Instruksi Latihan. Salinlah bagian kutipan teks di bawah ini tanpa perubahan, dimulai dari "Good bye 2016." dan diakhiri pada "belah persaudaraan kita..".

Kutipan Teks.
━━━━━━━━

Kadang, iri gitu ngelihat anak kecil berteman tanpa memandang suku, agama, ras, kaya, miskin, warna kulit. Kita berteman seperti ngga peduli apa-apa. Cuma ingin bersenang-senang. Justru lingkungan kita lah yang ngebentuk kita jadi seseorang yang suka ngejudge. Semakin dewasa, semakin banyak pertimbangan-pertimbangan yang sebenarnya tidak perlu.

Good bye 2016. Selamat tinggal kebiasaan menyebarkan hate speech. Semoga udah ngga ada lagi yaa kebiasaan-kebiasaan yang berujung memecah belah persaudaraan kita..
"Penyesalan emang selalu diakhir.
Kalo diawal, namanya pendaftaran...."

(Nuraini Indrastie, 2017)

Appreciate those who stay with you





Why bother about they who leave you?
Just be happy with them who stay.....

Sekonyol Apapun Impianmu

"Dek, menurutmu air itu mengalirnya kemana?"
"Hm.. dari hulu ke hilir? Dari atas ke bawah?"
"Itu jawabannya anak SD kalo ditanyain pertanyaan yang sama..."
*Malu* "Hahaha abis kan gitu emang........"
"Ngga selalu dari tempat tinggi ke tempat rendah kok. Makanya kenapa ada pompa, biar airnya bisa naik ke atas..."

Antara kita dan impian kita, itu kaya air mengalir.

━━━━━━━━

Cuplikan dataset pelabelan titik
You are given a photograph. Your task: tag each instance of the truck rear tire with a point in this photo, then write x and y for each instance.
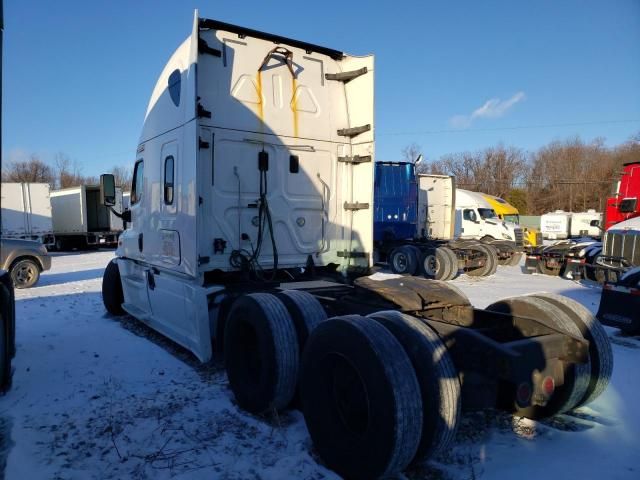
(515, 259)
(577, 376)
(112, 295)
(361, 399)
(305, 311)
(491, 264)
(438, 265)
(600, 353)
(454, 262)
(511, 252)
(261, 353)
(494, 257)
(437, 377)
(404, 260)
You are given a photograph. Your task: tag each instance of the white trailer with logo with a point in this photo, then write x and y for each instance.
(26, 212)
(586, 224)
(81, 221)
(556, 225)
(251, 224)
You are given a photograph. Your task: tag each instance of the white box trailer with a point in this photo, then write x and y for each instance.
(436, 206)
(26, 212)
(251, 214)
(556, 225)
(581, 224)
(79, 219)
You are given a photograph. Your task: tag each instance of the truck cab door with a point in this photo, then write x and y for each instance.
(131, 245)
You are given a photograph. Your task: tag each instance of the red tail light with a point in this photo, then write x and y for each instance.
(548, 386)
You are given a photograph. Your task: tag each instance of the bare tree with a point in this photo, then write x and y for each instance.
(33, 170)
(123, 177)
(411, 152)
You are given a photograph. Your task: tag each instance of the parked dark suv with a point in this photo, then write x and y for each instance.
(24, 260)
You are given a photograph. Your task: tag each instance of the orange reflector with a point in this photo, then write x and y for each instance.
(523, 394)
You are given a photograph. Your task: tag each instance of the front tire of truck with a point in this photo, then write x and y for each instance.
(112, 295)
(600, 353)
(438, 265)
(25, 273)
(515, 259)
(261, 353)
(361, 399)
(437, 376)
(576, 376)
(404, 260)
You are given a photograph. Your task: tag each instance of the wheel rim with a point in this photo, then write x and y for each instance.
(431, 265)
(349, 394)
(400, 262)
(25, 274)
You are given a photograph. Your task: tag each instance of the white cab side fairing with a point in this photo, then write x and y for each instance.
(294, 120)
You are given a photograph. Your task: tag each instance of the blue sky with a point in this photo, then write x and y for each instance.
(450, 76)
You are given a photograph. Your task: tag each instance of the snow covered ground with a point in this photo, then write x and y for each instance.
(99, 397)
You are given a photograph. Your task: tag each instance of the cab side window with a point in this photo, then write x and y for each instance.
(138, 182)
(168, 180)
(469, 215)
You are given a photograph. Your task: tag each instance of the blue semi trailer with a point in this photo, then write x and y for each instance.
(400, 241)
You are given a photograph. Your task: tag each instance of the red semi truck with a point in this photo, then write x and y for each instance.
(623, 204)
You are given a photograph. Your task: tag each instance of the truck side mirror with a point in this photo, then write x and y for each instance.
(107, 190)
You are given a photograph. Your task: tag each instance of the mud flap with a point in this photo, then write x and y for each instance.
(620, 304)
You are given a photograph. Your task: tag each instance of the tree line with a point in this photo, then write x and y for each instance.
(64, 173)
(571, 175)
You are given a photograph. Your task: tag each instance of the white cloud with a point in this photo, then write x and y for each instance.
(492, 108)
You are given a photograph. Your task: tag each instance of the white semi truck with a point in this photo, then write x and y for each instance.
(81, 221)
(452, 213)
(250, 241)
(561, 225)
(26, 212)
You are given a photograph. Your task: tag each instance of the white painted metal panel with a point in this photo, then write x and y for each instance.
(68, 210)
(555, 225)
(14, 215)
(581, 224)
(39, 202)
(436, 206)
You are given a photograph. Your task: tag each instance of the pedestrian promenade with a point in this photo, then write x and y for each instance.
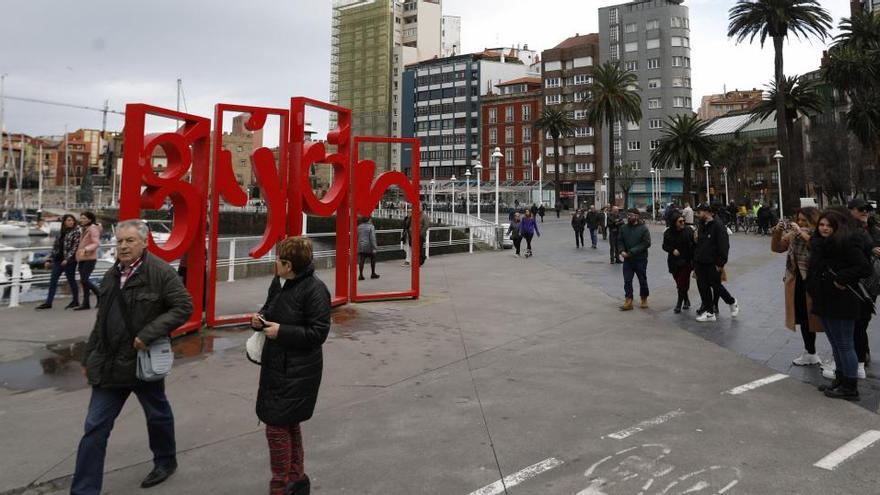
(521, 369)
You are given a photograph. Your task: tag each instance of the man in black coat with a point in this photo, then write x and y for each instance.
(141, 300)
(710, 256)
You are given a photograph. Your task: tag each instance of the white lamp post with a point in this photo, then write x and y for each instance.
(497, 156)
(433, 183)
(453, 192)
(778, 157)
(706, 166)
(467, 178)
(479, 168)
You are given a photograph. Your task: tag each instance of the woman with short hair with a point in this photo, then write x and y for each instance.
(296, 321)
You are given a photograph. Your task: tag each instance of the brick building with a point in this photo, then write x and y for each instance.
(507, 121)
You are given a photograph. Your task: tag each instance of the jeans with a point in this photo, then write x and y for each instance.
(104, 407)
(86, 267)
(840, 335)
(69, 271)
(640, 269)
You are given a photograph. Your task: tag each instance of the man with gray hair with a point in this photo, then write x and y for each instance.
(141, 299)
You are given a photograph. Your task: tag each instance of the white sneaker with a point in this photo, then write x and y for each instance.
(829, 369)
(706, 317)
(806, 359)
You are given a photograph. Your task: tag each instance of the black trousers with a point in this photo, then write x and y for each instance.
(710, 286)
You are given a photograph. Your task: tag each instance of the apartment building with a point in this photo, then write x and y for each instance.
(652, 39)
(441, 106)
(567, 70)
(507, 122)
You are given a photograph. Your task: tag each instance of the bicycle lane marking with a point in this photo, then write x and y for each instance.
(519, 477)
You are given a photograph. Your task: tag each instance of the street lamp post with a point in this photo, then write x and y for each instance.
(706, 166)
(778, 157)
(467, 178)
(453, 192)
(497, 156)
(479, 168)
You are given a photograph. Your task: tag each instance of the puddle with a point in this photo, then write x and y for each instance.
(59, 364)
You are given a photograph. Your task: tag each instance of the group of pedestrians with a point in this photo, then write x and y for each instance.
(831, 283)
(75, 248)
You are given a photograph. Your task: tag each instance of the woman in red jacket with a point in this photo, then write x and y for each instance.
(87, 256)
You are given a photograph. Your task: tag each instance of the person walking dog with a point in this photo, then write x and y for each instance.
(142, 300)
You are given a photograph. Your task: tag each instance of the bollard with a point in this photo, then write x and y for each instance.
(16, 280)
(231, 276)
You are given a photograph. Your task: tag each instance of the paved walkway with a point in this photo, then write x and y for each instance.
(513, 367)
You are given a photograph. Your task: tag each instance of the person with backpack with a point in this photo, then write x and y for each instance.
(837, 264)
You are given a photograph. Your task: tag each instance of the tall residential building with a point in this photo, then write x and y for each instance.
(507, 122)
(372, 41)
(450, 35)
(441, 106)
(652, 39)
(567, 70)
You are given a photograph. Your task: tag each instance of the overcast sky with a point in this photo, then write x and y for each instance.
(264, 51)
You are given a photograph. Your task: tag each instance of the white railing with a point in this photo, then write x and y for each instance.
(231, 252)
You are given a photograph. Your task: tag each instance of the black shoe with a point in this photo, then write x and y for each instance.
(301, 487)
(158, 475)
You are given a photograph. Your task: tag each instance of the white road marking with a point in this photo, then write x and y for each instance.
(519, 476)
(851, 448)
(632, 430)
(755, 384)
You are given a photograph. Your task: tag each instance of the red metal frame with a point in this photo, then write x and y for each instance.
(367, 193)
(273, 179)
(187, 151)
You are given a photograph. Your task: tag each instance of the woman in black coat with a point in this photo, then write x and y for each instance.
(837, 263)
(296, 321)
(678, 241)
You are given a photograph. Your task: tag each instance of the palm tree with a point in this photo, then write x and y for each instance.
(614, 98)
(558, 124)
(777, 19)
(799, 96)
(683, 142)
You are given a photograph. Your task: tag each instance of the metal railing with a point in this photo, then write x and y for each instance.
(232, 252)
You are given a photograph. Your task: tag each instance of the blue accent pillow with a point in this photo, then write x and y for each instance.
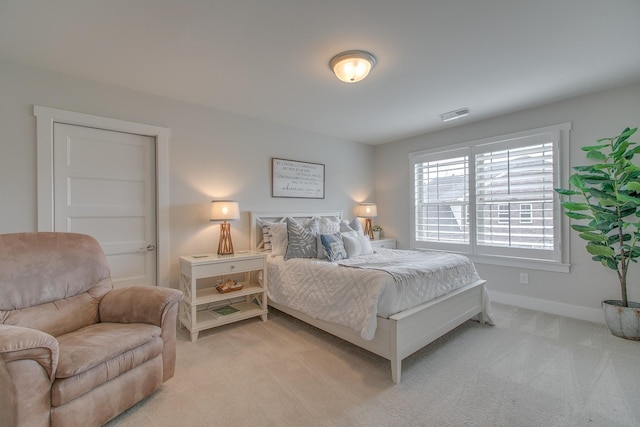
(333, 246)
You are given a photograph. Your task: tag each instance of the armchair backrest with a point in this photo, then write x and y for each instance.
(51, 281)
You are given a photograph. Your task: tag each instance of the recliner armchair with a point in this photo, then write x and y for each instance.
(73, 350)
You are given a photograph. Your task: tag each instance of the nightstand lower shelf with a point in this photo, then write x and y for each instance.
(206, 319)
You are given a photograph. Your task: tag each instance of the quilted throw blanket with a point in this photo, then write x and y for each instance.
(433, 267)
(358, 290)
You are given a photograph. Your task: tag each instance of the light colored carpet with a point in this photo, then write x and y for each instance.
(531, 369)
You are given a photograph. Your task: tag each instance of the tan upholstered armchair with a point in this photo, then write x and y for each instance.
(74, 351)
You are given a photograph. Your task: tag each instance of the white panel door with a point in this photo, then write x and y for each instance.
(104, 186)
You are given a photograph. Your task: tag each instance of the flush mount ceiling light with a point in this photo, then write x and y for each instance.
(453, 115)
(353, 65)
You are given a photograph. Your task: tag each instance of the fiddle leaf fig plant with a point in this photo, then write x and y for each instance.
(609, 210)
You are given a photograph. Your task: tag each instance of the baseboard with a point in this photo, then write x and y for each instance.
(546, 306)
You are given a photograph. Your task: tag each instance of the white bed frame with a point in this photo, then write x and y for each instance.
(403, 333)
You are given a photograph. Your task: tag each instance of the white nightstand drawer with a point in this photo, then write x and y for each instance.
(228, 267)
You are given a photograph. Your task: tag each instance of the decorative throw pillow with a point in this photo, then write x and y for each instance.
(266, 237)
(302, 240)
(356, 245)
(278, 238)
(354, 225)
(327, 225)
(333, 246)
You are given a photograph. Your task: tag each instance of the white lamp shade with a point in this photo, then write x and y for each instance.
(224, 210)
(352, 66)
(367, 210)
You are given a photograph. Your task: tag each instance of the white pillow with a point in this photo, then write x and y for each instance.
(354, 225)
(328, 225)
(356, 246)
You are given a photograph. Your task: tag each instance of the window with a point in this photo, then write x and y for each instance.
(525, 213)
(491, 198)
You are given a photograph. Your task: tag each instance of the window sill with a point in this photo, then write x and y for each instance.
(532, 264)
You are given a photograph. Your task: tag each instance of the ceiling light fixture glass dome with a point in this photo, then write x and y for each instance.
(353, 65)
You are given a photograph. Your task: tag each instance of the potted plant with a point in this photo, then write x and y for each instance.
(609, 212)
(377, 230)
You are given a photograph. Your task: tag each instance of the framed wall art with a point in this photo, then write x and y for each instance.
(292, 178)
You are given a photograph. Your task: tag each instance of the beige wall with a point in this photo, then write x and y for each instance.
(212, 154)
(594, 116)
(215, 154)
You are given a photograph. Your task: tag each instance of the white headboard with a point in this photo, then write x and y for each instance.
(271, 216)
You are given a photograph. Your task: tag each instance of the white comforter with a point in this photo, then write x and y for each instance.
(354, 297)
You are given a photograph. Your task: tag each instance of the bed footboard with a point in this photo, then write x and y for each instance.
(407, 332)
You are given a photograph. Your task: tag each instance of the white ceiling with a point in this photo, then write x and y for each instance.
(268, 59)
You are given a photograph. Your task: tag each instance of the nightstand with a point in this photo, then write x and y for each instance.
(203, 307)
(384, 243)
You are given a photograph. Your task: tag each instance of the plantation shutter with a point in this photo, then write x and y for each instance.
(514, 195)
(441, 196)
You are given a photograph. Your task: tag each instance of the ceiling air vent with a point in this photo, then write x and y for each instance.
(456, 114)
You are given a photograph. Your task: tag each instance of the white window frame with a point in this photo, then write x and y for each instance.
(559, 259)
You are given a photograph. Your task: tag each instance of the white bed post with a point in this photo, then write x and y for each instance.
(394, 357)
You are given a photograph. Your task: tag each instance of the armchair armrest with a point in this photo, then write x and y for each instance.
(138, 304)
(143, 304)
(20, 343)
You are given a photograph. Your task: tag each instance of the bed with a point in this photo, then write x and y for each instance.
(393, 335)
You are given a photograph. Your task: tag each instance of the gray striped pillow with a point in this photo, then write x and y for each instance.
(302, 239)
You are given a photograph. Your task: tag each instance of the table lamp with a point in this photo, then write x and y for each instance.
(223, 210)
(367, 211)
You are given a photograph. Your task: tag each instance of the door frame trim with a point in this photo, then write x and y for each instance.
(46, 117)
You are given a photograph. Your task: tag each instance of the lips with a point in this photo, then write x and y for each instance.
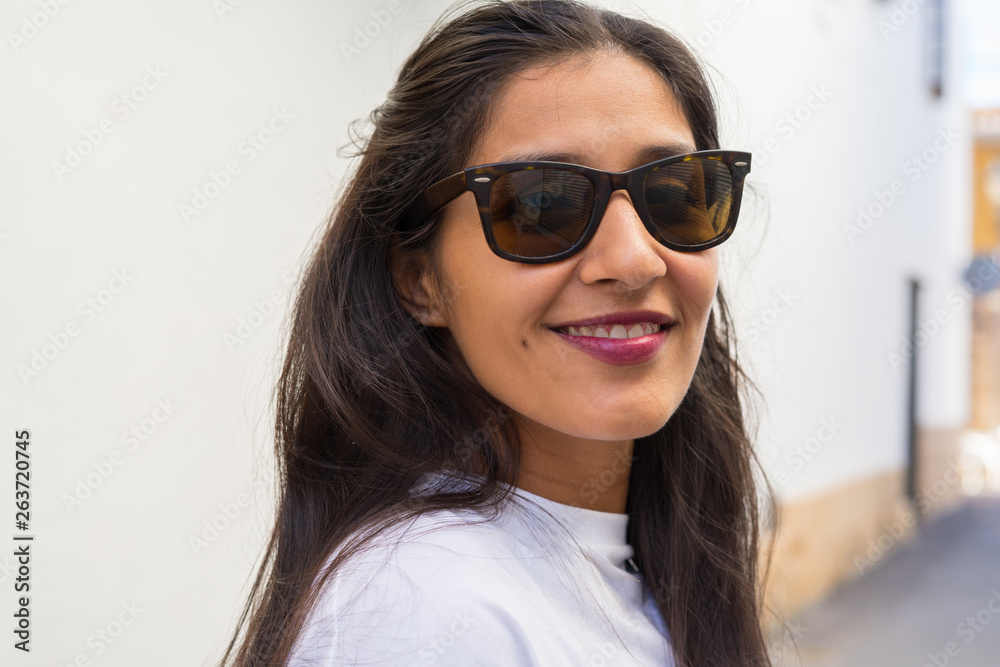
(618, 351)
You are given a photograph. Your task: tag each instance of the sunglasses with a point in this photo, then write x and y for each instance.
(539, 212)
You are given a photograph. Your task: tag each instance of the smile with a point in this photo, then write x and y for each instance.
(614, 344)
(613, 330)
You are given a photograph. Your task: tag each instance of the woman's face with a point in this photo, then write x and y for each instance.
(607, 112)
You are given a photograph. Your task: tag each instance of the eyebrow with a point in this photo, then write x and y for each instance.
(644, 156)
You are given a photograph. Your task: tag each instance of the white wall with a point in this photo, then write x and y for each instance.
(820, 300)
(162, 335)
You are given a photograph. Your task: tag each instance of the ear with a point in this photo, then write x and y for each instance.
(415, 287)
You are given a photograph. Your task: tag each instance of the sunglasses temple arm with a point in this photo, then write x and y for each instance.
(440, 194)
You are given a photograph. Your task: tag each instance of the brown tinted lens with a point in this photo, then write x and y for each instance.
(689, 201)
(540, 212)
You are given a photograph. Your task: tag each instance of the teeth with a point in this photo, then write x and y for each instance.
(613, 330)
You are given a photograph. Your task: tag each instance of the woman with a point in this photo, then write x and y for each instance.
(509, 422)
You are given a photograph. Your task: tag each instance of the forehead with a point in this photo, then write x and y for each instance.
(606, 109)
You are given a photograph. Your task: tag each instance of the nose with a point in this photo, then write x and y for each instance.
(622, 249)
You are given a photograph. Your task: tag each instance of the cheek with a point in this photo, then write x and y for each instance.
(697, 278)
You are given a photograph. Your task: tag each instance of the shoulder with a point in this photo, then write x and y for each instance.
(445, 589)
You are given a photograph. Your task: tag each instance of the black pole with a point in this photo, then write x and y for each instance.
(911, 404)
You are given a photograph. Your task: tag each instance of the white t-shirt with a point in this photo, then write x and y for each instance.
(514, 591)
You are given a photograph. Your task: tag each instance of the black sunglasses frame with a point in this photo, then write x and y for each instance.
(479, 179)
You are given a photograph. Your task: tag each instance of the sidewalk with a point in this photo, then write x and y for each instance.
(933, 601)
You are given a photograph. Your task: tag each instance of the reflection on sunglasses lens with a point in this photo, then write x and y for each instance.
(689, 201)
(540, 212)
(544, 211)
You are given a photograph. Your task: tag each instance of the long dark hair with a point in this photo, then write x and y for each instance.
(368, 399)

━━━━━━━━

Jawaban Latihan.
Good bye 2016. Selamat tinggal kebiasaan menyebarkan hate speech. Semoga udah ngga ada lagi yaa kebiasaan-kebiasaan yang berujung memecah belah persaudaraan kita..